OnePlus has closed most of its exclusive retail stores, lost its India chief and reportedly faces a wider global retreat. But is OnePlus actually shutting down in India? The evidence points to a struggling brand attempting a difficult reinvention—not a confirmed exit.
The concern is understandable.
Most partner-operated OnePlus stores have reportedly been asked to close. The company’s India chief has stepped down. Smartphone shipments have fallen sharply. And on July 13, 2026, fresh reports claimed that OnePlus and parent company OPPO may withdraw the brand from the United States and parts of Europe.
OnePlus Exit India 2027: What the Latest Report Claims
On 15 July 2026, Bloomberg reported that OnePlus will "begin to cease operations in the US and Europe as early as this week." That alone would have been a big story. But buried in the same report was the line that gut-punched Indian fans: the shutdown is planned to expand to the rest of the world, including India, at some point in 2027.
The only major market where OnePlus is expected to keep running as a standalone brand? China.
This reframes the entire OnePlus India shutdown story. For months, the company insisted India was safe — that it was simply going "online-first." The new reporting suggests India isn't the exception to the retreat. It's just further down the same list.
A few crucial details from the reporting:
- The move is part of a wider restructuring at parent company Oppo (Guangdong Oppo Mobile Telecommunications Corp).
- Sister brand Realme is reportedly exiting China entirely as part of the same shake-up.
- Going forward, Oppo will focus on Central Europe, while Realme targets the Nordic region.
- OnePlus and Oppo had not officially commented on the 2027 India exit at the time of writing.
So no — the lights aren't switching off tomorrow. But "online-first" is looking less like a fresh start and more like the first step of a managed exit.
Also Read | OnePlus Shuts Most India Stores — Is the Brand Walking Away or Reinventing Itself?
Is OnePlus Shutting Down in India?
No. There is currently no official confirmation that OnePlus is shutting down in India.
What is confirmed or widely reported is that:
- Most partner-run OnePlus exclusive stores have closed.
- OnePlus is adopting an online-first, direct-to-consumer model.
- Former OnePlus India CEO Robin Liu stepped down effective March 31, 2026.
- OnePlus smartphone shipments in India declined sharply during 2025.
- The brand has announced an expansion of after-sales support using OPPO’s service infrastructure.
- OnePlus continues to launch and sell smartphones in India.
- Reports of a withdrawal from the US and European markets remain unconfirmed by OnePlus.
Some recent Indian reports have gone further by suggesting that OnePlus could exit India by 2027. However, no official company statement, regulatory filing or primary source has confirmed such a timeline. The claim should therefore be treated as speculation rather than an announced business decision.
Why is OnePlus struggling in India? Follow the numbers
- OnePlus India's market share fell to roughly 2.4% in 2025, down from 3.9% a year earlier — a drop of nearly 40% in relative terms.
- Per Counterpoint-tracked data, OnePlus posted the sharpest decline of any major brand as India's smartphone momentum cooled, with reports pointing to a ~28% year-on-year shipment fall in Q1 2026.

◆ DATA SHOWN ◆
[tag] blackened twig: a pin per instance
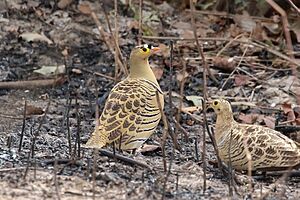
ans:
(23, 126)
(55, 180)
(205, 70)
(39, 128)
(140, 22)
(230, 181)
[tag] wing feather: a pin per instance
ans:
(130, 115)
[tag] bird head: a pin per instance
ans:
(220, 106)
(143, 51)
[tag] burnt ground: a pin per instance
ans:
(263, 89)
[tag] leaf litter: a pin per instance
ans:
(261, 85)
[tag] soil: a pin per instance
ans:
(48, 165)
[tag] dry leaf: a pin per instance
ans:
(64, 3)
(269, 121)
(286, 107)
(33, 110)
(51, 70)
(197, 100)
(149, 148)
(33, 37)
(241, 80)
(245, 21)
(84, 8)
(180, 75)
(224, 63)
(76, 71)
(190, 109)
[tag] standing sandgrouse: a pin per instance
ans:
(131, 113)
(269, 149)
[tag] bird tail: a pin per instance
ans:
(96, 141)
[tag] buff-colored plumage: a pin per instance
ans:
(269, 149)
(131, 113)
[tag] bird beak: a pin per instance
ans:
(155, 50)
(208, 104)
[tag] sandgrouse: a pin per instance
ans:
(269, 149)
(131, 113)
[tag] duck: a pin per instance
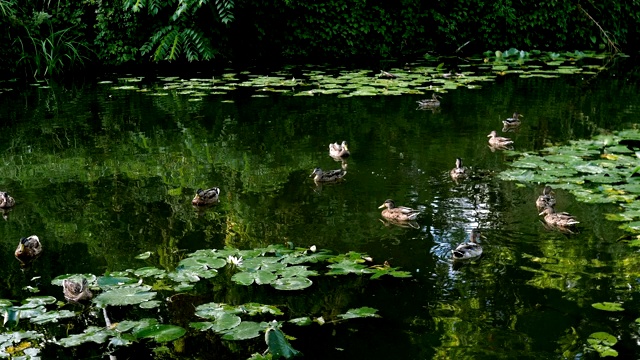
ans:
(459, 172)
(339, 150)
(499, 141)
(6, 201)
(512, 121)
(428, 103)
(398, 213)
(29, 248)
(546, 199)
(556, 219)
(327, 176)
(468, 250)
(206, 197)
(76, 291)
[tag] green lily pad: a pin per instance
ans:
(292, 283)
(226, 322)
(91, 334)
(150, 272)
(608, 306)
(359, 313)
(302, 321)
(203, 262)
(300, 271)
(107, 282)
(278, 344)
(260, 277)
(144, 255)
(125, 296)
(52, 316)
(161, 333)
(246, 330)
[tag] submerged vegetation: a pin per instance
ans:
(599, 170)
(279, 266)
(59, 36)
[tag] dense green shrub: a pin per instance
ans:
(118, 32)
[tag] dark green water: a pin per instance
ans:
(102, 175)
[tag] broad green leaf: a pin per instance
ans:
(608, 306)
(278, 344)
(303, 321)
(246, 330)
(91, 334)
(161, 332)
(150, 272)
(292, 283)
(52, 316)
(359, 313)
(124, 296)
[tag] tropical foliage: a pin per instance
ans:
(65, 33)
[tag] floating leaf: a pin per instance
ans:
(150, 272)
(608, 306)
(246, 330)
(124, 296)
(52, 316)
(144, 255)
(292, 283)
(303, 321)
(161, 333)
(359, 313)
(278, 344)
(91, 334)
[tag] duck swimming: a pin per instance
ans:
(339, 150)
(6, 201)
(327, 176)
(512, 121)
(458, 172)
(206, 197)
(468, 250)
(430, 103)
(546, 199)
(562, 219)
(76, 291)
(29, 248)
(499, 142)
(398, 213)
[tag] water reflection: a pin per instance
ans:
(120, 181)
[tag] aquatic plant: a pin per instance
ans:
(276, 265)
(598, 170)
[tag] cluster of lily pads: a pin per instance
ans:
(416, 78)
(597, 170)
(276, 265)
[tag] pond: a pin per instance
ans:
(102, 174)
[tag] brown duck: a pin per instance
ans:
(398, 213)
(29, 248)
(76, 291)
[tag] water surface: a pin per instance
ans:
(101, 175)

---

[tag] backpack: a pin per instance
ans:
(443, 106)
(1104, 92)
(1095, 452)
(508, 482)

◆ JOB 1 ◆
Answer these questions about the OnePlus article, one per line, using the same letters:
(a) Who stepped down as OnePlus India CEO, and on what date did that take effect?
(b) In which major market is OnePlus expected to keep running as a standalone brand?
(c) What was OnePlus India's market share in 2025, and what was it a year earlier?
◆ JOB 2 ◆
Show every line of the entries that contains the word "leaf".

◆ TASK RESPONSE 1 ◆
(a) Robin Liu, effective March 31, 2026.
(b) China.
(c) Roughly 2.4% in 2025, down from 3.9% a year earlier.

◆ TASK RESPONSE 2 ◆
[tag] leaf litter: a pin per instance
[tag] dry leaf: a pin per instance
[tag] broad green leaf: a pin per instance
[tag] floating leaf: a pin per instance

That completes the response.